(begin)

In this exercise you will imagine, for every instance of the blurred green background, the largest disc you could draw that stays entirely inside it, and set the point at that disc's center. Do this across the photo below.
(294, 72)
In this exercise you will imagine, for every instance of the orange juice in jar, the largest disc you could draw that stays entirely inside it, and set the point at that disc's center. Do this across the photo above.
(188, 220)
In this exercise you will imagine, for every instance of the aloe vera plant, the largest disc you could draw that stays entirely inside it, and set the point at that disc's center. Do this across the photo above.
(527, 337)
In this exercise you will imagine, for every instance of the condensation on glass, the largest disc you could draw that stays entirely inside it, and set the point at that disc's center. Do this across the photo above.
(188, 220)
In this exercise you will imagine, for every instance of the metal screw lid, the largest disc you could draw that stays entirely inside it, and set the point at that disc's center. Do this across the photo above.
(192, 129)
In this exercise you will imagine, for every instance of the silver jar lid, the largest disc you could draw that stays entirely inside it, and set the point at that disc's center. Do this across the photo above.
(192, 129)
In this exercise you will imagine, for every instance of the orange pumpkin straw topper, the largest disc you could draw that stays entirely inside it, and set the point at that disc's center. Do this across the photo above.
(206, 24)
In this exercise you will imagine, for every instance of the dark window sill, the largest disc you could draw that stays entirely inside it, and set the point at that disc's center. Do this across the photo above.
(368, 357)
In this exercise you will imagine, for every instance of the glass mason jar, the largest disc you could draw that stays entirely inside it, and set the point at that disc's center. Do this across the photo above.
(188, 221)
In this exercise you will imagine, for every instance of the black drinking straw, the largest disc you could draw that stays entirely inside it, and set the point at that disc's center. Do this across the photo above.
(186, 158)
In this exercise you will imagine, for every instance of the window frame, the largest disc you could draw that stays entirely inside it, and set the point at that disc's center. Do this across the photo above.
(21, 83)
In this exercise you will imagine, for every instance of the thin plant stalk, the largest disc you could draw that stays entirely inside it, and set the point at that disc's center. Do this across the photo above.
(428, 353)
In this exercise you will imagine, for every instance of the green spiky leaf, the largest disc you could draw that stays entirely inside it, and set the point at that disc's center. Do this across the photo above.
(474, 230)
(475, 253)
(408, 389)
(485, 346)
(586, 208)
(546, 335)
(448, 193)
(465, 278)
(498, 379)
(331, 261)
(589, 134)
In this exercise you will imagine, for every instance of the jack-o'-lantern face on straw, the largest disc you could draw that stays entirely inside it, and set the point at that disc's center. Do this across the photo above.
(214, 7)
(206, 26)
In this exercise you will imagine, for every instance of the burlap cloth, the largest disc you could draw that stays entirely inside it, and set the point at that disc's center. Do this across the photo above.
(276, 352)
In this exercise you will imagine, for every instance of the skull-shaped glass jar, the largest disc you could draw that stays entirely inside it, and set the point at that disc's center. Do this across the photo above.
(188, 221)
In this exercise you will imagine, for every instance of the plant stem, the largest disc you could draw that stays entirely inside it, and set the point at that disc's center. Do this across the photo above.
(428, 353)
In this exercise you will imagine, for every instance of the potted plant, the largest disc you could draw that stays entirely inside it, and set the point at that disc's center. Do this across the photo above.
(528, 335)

(end)

### [TASK DETAILS]
The listing above must be transcribed exactly, line by line.

### [EXERCISE OUTPUT]
In this exercise you will imagine, for every instance of the blurred green background, the largest disc you could draw that stays entirely inside it, and set the point at that disc's center. Do this across the photo below.
(294, 72)
In this exercise you will imagine, for every instance of the orange juice in jar, the largest disc you could draw that stays entirely inside it, and set the point at that disc's center. Do this across the photo above.
(188, 220)
In this exercise you will imagine, for every instance of the aloe vera plant, the largest disc you could draw that stays entirely inside it, and set the point at that disc's center. Do this across the photo above.
(527, 337)
In this exercise you will imagine, for every instance of the condensation on glass, the largest disc you could draw that stays entirely inside it, and set the point at that disc's center. Do this across the photo above.
(188, 220)
In this exercise you will imagine, for every instance of the metal screw lid, the largest disc you could draw that stays entirely inside it, and set the point at that disc's center. Do this across the photo above.
(192, 129)
In this exercise you will imagine, for every instance of the silver jar lid, the largest disc you could draw that stays entirely inside it, and set the point at that disc's center. Do this across the photo above.
(192, 129)
In this exercise you will imagine, for every instance of the orange pumpkin straw topper, the largest disc you could draw that stays entirely inside it, and set the point at that disc's center. Do this across the photo above.
(206, 24)
In this exercise you will imagine, for every instance of the dark window sill, the largest disc you could draw that stays entirely inside it, and set the point at that disc's center. Do this across the photo above.
(368, 357)
In this exercise you will imagine, for every instance of the glass mason jar, the largest disc you could draw that stays entirely inside it, and set the point at that disc's center. Do this across the photo above.
(188, 221)
In this exercise you will imagine, for every instance of the black drinking straw, the largest disc you could draw that stays entirely inside it, and set the point at that disc's center. Do this across the photo above.
(186, 158)
In this exercise you will imagine, for every instance of the window frame, the largest disc you could draw that stays entirely inside it, and set the point at that disc's center. Do this across the photo above.
(21, 83)
In this exercise you will imagine, for every instance of the thin plant stalk, the largest disc you could draw that stays entirely inside it, and set the point at that disc's center. Do this across the photo above.
(428, 353)
In this exercise you will imagine, for every instance of the green spiky leaf, the largest disc you could draw that stays entirely inside it, and set the point at that disc's center. Do this across the photo above.
(474, 230)
(475, 253)
(408, 389)
(485, 346)
(586, 208)
(546, 335)
(448, 193)
(465, 278)
(498, 379)
(331, 261)
(589, 134)
In this exercise you will imagine, for every instance of the jack-o'-lantern face on straw, the largest disc you could draw that stays entirely inside it, and set the point at that disc's center. Do this across the photo above.
(214, 7)
(206, 26)
In this exercise you will imagine, for every instance of the burlap cloth, the largest disc you could draw that stays entirely inside it, and set the point at that disc's center. Do this across the photo above.
(276, 352)
In this exercise you will imagine, for every instance of the skull-shaped glass jar, the largest disc you could draw that stays entirely inside it, and set the point at that disc's center. Do this across the photo above.
(188, 221)
In this exercise you will imagine, for every instance of the plant stem, the largest disc you could draw that stays entirely inside it, and set the point at that disc's center. Do this across the photo above.
(428, 353)
In this exercise you will imagine, for every instance of the potted plant, the largest disc you could draw that stays entirely inside it, and set the point at that disc's center. Do this across the photo above.
(528, 335)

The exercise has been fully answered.